ENTRIES:

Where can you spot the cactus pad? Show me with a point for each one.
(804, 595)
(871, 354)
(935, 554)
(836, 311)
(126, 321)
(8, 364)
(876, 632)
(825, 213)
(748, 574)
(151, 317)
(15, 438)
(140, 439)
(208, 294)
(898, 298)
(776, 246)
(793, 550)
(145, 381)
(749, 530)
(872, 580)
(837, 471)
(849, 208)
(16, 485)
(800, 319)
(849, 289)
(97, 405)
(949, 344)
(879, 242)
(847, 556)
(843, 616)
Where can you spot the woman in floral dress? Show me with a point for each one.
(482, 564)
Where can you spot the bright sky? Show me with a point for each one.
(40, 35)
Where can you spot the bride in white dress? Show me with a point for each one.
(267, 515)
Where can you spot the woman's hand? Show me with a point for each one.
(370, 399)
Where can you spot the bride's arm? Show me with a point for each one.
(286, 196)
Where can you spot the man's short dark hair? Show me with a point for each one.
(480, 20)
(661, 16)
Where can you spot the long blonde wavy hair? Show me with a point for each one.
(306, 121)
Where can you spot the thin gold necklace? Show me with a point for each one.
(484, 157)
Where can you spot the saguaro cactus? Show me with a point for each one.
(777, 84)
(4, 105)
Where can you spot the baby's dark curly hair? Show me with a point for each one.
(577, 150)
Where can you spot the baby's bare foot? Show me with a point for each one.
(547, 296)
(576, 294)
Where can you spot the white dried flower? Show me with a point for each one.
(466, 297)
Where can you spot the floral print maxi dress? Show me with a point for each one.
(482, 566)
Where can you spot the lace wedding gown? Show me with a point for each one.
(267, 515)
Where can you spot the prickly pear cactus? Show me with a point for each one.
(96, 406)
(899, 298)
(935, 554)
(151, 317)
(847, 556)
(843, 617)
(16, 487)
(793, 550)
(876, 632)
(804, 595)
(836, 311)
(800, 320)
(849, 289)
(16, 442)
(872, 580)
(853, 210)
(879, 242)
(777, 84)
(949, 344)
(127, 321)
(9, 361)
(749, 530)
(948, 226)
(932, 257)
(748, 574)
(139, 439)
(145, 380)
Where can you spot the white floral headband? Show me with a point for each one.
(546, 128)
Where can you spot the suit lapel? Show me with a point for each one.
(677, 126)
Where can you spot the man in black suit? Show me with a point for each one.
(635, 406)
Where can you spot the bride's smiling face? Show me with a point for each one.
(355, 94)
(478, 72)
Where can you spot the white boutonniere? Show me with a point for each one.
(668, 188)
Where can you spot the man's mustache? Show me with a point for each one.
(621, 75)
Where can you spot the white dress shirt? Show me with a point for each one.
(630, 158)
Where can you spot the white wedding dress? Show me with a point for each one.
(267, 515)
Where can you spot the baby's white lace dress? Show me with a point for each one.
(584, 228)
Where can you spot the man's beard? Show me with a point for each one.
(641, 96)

WHAT TO DO: Reproduce all of the entries above verbatim, line for line and in their original order.

FULL OUTPUT:
Where can you spot the cactus pad? Show me with a point for each one.
(804, 595)
(871, 354)
(935, 554)
(836, 311)
(126, 321)
(8, 364)
(876, 632)
(825, 213)
(748, 574)
(151, 317)
(15, 438)
(140, 439)
(208, 294)
(898, 298)
(776, 246)
(793, 550)
(145, 381)
(749, 530)
(872, 580)
(837, 471)
(849, 208)
(16, 485)
(800, 319)
(849, 289)
(97, 405)
(949, 344)
(879, 242)
(847, 556)
(843, 616)
Where can you spot the woman in floral dress? Show me with a point for each one.
(482, 564)
Where can you spot the bright sky? Show me with a point for each one.
(40, 35)
Where can you spot the bride in white dress? Show me with a point for each one.
(267, 515)
Where can you spot the woman's hand? Show me with a point for each one.
(370, 399)
Where can you spot the bride's arm? Show me with a point for each one.
(286, 196)
Where can you spot the man's short dark hair? Show me with a point for each one.
(480, 20)
(661, 16)
Where can you spot the long blonde wavy hair? Show me with a point for each one.
(306, 121)
Where can you spot the thin gold necklace? Show me with a point for each one.
(484, 157)
Where can you spot the saguaro cactus? Show me with a point for each one.
(777, 84)
(4, 105)
Where can you spot the baby's dark curly hair? Show me with a point for each one.
(577, 150)
Where can you spot the baby's bare foot? Show me with a point for each one.
(547, 296)
(576, 294)
Where can you spot the white dried flower? Show me with a point for each one.
(466, 297)
Where can you spot the floral print maxi dress? Show me with a point for each one.
(482, 566)
Where can you spot the lace wedding gown? Show me with a point for each one.
(267, 515)
Where can you spot the prickly pear cactus? Show me with a point for each one.
(96, 406)
(899, 298)
(935, 554)
(151, 317)
(847, 556)
(843, 617)
(16, 487)
(793, 550)
(876, 632)
(804, 595)
(836, 311)
(800, 320)
(849, 289)
(16, 442)
(872, 580)
(853, 210)
(879, 242)
(777, 84)
(949, 344)
(127, 321)
(9, 361)
(749, 530)
(948, 226)
(932, 257)
(748, 574)
(139, 439)
(145, 380)
Where can you spot the white floral headband? Show me with a point for each one.
(546, 128)
Where can you spot the suit lapel? Show me with a point for each one.
(677, 126)
Where can you spot the man in black suit? Show me with a point for each one.
(635, 406)
Where can you spot the bride's smiling face? Show me with a point for each one.
(355, 94)
(478, 72)
Where can you spot the white boutonniere? Show me with a point for each one.
(668, 188)
Where can you spot the man's mustache? Show me with a point for each one.
(621, 75)
Where can you spot the white dress shirt? Show me with a point for each one.
(630, 158)
Where can you spot the white wedding dress? Show me with a point for each one.
(267, 515)
Where can you spot the baby's white lace dress? Show me with a point for each one.
(584, 228)
Where can you spot the man's beard? Show me with a point for each one.
(641, 96)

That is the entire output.